Exercise prompt: Please render every item below as a two-column CSV with the headers "prompt" and "answer," one row per item. Put each item's text and its answer in a single quoted field, replace line breaks with spaces, and leave the pictures out.

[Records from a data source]
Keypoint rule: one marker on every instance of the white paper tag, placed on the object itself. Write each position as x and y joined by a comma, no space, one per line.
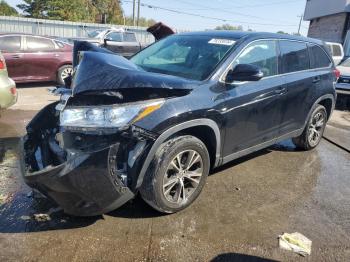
218,41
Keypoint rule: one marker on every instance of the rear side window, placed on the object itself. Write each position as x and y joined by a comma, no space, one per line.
318,57
39,44
129,37
336,50
117,37
295,56
10,43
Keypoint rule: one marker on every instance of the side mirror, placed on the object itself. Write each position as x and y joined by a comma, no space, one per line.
244,72
107,40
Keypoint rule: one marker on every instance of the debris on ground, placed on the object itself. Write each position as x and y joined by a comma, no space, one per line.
295,242
42,217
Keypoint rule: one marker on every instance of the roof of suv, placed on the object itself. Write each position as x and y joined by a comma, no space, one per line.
253,35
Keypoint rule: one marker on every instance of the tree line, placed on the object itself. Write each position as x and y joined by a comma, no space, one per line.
101,11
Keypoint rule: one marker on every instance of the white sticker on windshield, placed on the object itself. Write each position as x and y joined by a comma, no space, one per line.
217,41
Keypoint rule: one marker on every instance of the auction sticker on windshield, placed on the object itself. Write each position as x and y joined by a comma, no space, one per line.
217,41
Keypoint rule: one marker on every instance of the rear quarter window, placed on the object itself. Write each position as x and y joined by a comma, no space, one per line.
319,58
10,43
39,44
295,56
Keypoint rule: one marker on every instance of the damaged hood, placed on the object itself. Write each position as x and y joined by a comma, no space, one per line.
102,71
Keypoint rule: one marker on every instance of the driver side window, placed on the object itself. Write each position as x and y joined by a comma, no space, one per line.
262,54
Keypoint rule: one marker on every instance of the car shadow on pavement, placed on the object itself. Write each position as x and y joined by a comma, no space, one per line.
39,84
26,212
239,258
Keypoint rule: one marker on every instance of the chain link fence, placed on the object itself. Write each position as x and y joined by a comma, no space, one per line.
44,27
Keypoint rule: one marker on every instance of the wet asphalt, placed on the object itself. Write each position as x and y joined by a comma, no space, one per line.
243,208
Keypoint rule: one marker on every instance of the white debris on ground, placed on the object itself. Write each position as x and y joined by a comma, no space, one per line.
295,242
42,217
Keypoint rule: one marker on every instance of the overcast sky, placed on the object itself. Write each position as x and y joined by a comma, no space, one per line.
259,15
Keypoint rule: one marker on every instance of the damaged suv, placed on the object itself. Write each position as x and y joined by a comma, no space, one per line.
157,123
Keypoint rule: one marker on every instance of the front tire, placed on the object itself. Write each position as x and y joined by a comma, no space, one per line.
63,72
313,132
176,175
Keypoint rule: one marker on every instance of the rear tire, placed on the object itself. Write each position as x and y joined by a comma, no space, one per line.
169,185
63,72
313,132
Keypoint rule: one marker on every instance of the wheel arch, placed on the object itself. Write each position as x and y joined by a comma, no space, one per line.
328,101
191,127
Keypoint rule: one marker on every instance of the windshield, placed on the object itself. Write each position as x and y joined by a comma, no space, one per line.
193,57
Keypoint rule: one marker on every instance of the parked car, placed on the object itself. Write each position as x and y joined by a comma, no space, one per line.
8,92
157,123
116,40
33,58
343,83
337,51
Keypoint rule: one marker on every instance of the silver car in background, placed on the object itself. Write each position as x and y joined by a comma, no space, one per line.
343,84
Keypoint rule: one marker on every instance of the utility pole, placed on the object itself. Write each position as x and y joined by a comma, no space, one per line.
133,12
138,12
301,19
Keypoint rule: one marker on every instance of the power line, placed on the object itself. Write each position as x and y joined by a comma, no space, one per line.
204,16
269,4
226,11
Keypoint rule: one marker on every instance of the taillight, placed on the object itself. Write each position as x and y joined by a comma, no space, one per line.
2,64
13,90
336,73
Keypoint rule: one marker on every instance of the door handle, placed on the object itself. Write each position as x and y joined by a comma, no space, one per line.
280,91
316,79
16,56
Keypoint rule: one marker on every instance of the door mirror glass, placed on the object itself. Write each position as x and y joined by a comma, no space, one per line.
244,72
258,59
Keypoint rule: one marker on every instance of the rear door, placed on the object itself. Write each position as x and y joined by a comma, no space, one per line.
11,48
41,58
300,83
253,111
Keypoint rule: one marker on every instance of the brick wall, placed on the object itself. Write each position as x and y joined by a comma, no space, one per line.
328,28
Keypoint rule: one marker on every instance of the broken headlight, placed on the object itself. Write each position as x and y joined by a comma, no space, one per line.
107,116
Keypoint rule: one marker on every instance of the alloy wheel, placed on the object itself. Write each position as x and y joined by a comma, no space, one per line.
66,72
182,176
316,128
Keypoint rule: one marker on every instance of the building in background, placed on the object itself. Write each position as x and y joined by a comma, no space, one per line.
329,21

Solution below:
prompt,answer
"Keypoint rule: one marker on every instance of the white paper tag, placed on the object itself. Write each position as x and y joined by a comma, no space, one per line.","218,41"
"Keypoint rule: one marker on every instance of the rear side window, placed on the object itself. Write each position as x and y joined by a comma, no space, one per line.","318,57 39,44 129,37 336,50 117,37 295,56 10,43"
"Keypoint rule: one marker on every instance of the side mirror, placed on the object itself. Write each position as x and y joined by a comma, no space, one per line.","244,72 107,40"
"Keypoint rule: one marker on every instance of the debris on ground, placed on the object itself. Write each position as x and y joined by a comma, no space, one per line.","295,242 42,217"
"Keypoint rule: one marker on every instance of the roof of suv, placed on the object itself. Write each position as x and y joined by a comma, no space, one per line.","253,35"
"Keypoint rule: one marker on every instance of the tree line, placed on the object itself. Write each position as x and y joined by a comma, no space, one per line.","101,11"
"Keypoint rule: one marker on every instance of the white sticker on windshield, placed on the object itself. Write each position as x and y joined by a comma, no space, one per line.","217,41"
"Keypoint rule: one marker on every instance of the auction sticker on windshield, placed on the object itself. Write each position as x and y joined by a comma, no space, one per line.","217,41"
"Keypoint rule: one marker on every instance of the rear quarter window, placed on the object itself. Write each position as x and y joined by a comma, no space, one per line.","319,58 10,43 39,44 295,56"
"Keypoint rule: one marker on every instance of the damaged hood, placed on the object itself. Write each position as x and y joined by a comma, no space, one per line.","102,71"
"Keypoint rule: one marker on every instance of the driver side window, placed on the object itself. Write each position as x and y joined by a comma, no space, one per line.","262,54"
"Keypoint rule: one marker on every instance of the car shadow on pavement, placed on the object itself. Write each position as x and y joined by a comma, no space, one per line.","39,84 26,212 239,258"
"Keypoint rule: one marker on every instance of the chain link fence, placed on the object itself. Write each position as x and y joined by a comma, no space, one per line.","44,27"
"Keypoint rule: one marker on every instance of the wet asphalt, placed on the object itself. Write each position as x and y joined by a comma, no space, one per line.","243,208"
"Keypoint rule: one marker on every instance of the white debris on ground, placed on the object itself. Write each position as x and y joined by a comma, no space, one per line.","295,242 42,217"
"Keypoint rule: one marker on every instance of the overcast sky, placed on the object itself. Write each position as x and y joined by a comma, no space, one per line.","259,15"
"Keypoint rule: one marker on every instance of the damaged suv, placed on the object itself. Write each position as x and y joined by a comma, no space, one per line.","157,123"
"Keypoint rule: one marker on every instance of the front tire, placed on the object itself. Write each position as x and y joined by a comma, no space, one per line.","63,72 313,132 176,175"
"Keypoint rule: one marker on every instance of the rear tire, placed on the object itself. Write each position as x and y joined by a comma, no space, one per line.","169,185 63,72 313,132"
"Keypoint rule: one marker on every instance of the wheel arch, placed on the object itself. Write each position as x and y joined by a comma, no space, one per line.","328,101 191,127"
"Keypoint rule: one marker on every instance of the windshield, placed on the object itself. Write each position as x and y joined by a comma, no space, one per line.","193,57"
"Keypoint rule: one marker on every instance of the parked car, placed on the object itself. Write each position as x and y joined by a comma, no space, one per line.","8,92 157,123 116,40 33,58 343,83 337,51"
"Keypoint rule: one marker on every instance of the silver car in background, placed on the object itself. Write each position as x and y joined by a comma, no space, one per line.","343,84"
"Keypoint rule: one marker on every instance of the utility pole, placed on the object itself. Write each position as x and y joined by a comma, no space, one per line.","133,12 138,12 301,19"
"Keypoint rule: one marker on every instance of the power line, placed on the object itself. Write each position as x and y joined by a comma, no space, one per line.","204,16 269,4 226,11"
"Keypoint rule: one marker on every instance of the taillight, placed on the object itself. Write each position as x and y joined by a comma, no space, one per line.","2,64 13,90 336,73"
"Keypoint rule: one marker on every instance of the door handle, placed on the object itself. Write each position as x and y joined by a comma, no space, one per line.","280,91 316,79 16,56"
"Keypoint rule: one marker on every instance of the door mirror glass, placed on the object itself. Write each position as x and y joined by a comma, no space, one per line.","244,72 258,59"
"Keypoint rule: one marker on every instance of the rear door, placed on the object itself. Write each position as x and y joined by a comma, no space, one per line.","11,48 41,58 300,83 253,111"
"Keypoint rule: one marker on every instance of the brick wall, placed on the object itself. Write each position as x and y joined by a comma, no space, one per line.","328,28"
"Keypoint rule: one marker on every instance of the broken headlight, placed on the object itself. Write each position as x and y joined by a comma, no space, one per line.","107,116"
"Keypoint rule: one marker on every instance of the alloy wheel, placed on the object itself. Write each position as x and y joined by a comma, no space, one per line.","66,72 182,176 316,128"
"Keypoint rule: one marker on every instance of the building in background, placed on the object itself. Write each position as x and y joined by a comma, no space, one per line.","329,21"